Rows drawn from a pointing dataset:
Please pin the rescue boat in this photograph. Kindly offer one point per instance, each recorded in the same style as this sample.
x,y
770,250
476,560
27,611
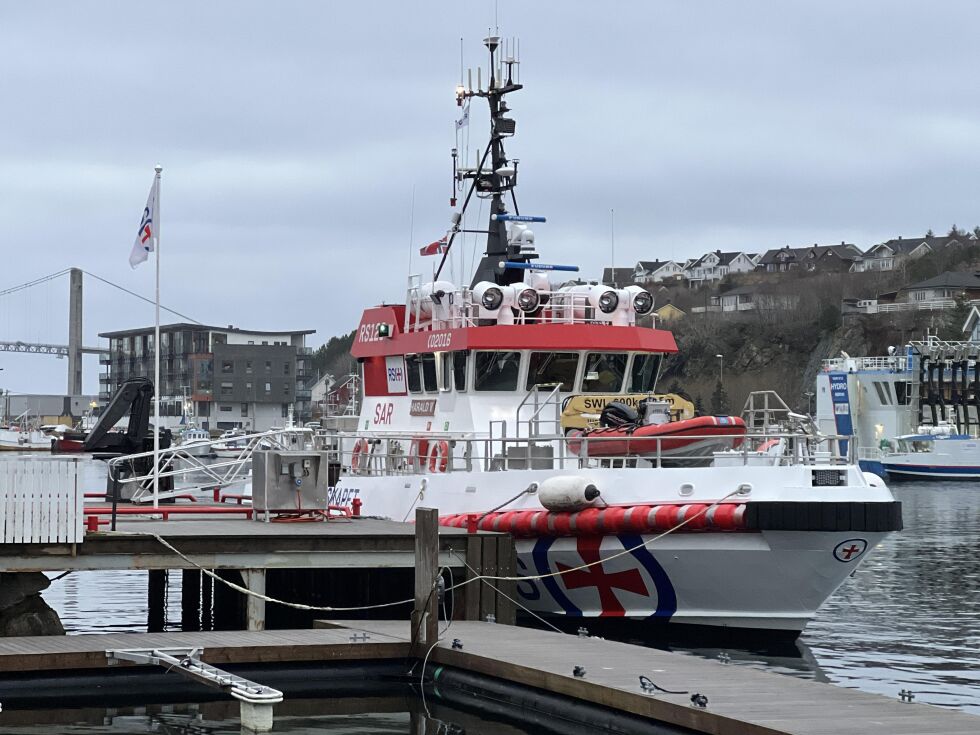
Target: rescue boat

## Written exercise
Retype the records above line for line, without any change, and leave the pictures out of your answer.

## Result of the task
Please pin the rescue boat in this photograph. Kindly offer one point per instance, each recorded in the same style as this sample.
x,y
770,250
476,560
27,611
Target: rescue boat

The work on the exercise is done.